De nossas buscas e de nossas meditações se destaca assim uma grande lei: a pluralidade das existências da alma. Nós vivemos antes do nascimento e viveremos depois da morte e esta lei nos dá a chave de problemas até agora insolúveis, pois somente ela explica a desigualdade das condições e a infinita variedade dos caracteres e das aptidões. Conhecemos ou conheceremos, sucessivamente, todas as fases da vida terrestre e percorreremos todos os meios. No passado, nós éramos como esses selvagens que povoam os continentes atrasados; no futuro, nós nos poderemos elevar à grandeza desses gênios imortais, desses espíritos gigantes que, semelhantes a faróis luminosos, iluminam a marcha da humanidade.

O tempo e o trabalho são os dois elementos de nosso progresso e a lei da reencarnação mostra, de uma forma brilhante, a soberana justiça que reina sobre todos os seres. Passo a passo, nos forjamos e quebramos, nós próprios, nossos grilhões. As provas terríveis, que alguns dentre nós sofrem, são a consequência de uma conduta do passado.

===

EXERCÍCIO BREVE 1 => Localize, nas entradas abaixo, todas as linhas que contêm a palavra "cuff" e transcreva cada uma delas.

Parte de um arquivo de dados =>
===

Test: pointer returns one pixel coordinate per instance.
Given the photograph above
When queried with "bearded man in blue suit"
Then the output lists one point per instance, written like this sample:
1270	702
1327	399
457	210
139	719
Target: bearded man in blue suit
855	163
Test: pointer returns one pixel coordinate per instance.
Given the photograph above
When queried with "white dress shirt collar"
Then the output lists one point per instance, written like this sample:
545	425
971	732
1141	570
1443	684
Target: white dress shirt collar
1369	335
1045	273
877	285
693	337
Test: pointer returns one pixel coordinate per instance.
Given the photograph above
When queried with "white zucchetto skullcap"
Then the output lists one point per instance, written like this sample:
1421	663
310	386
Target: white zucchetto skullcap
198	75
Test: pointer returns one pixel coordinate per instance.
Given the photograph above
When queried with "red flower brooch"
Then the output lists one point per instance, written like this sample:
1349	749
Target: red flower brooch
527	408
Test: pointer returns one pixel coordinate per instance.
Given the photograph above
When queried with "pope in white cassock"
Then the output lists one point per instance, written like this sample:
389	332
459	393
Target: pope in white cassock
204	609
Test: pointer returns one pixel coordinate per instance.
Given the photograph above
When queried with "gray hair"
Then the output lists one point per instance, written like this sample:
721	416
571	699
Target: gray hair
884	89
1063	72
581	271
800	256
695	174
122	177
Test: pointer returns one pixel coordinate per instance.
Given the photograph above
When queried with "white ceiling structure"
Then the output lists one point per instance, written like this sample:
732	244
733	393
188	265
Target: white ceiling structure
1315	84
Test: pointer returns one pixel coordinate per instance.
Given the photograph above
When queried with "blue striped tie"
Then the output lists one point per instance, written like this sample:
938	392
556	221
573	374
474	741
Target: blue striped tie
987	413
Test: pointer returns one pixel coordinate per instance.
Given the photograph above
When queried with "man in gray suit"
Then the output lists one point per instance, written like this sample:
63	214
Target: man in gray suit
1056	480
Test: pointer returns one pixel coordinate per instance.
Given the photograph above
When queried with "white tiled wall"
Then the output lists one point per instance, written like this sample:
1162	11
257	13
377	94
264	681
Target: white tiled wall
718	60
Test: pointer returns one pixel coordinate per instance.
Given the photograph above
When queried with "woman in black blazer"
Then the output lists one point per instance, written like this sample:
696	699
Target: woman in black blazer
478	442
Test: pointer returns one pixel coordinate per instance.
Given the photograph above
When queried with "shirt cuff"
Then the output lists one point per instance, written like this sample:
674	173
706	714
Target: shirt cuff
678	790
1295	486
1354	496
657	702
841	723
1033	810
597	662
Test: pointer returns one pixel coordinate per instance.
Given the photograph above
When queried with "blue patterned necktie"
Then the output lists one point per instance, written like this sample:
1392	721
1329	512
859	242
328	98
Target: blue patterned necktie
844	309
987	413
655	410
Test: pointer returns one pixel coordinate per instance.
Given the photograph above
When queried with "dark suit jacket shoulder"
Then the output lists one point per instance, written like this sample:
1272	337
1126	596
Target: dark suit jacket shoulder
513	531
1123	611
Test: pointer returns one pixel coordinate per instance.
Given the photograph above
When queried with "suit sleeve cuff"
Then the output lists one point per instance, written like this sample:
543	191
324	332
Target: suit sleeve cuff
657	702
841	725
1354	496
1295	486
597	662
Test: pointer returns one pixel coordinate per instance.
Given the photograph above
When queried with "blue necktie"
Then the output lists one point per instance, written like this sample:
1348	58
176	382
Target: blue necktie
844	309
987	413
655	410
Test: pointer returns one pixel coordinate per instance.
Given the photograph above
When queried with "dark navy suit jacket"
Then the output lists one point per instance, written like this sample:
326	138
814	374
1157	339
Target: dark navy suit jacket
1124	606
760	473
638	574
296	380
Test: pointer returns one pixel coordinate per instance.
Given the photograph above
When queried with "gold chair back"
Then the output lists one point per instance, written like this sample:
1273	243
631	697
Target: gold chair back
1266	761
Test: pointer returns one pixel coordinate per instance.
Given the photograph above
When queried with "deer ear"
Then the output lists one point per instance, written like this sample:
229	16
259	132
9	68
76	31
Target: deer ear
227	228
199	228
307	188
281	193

===

EXERCÍCIO BREVE 2 => Segundo o texto sobre a pluralidade das existências, quais são os dois elementos de nosso progresso?

SOLUÇÃO DO EXERCÍCIO 1 =>
When queried with "shirt cuff"
Target: shirt cuff
When queried with "suit sleeve cuff"
Target: suit sleeve cuff

SOLUÇÃO DO EXERCÍCIO 2 => O tempo e o trabalho.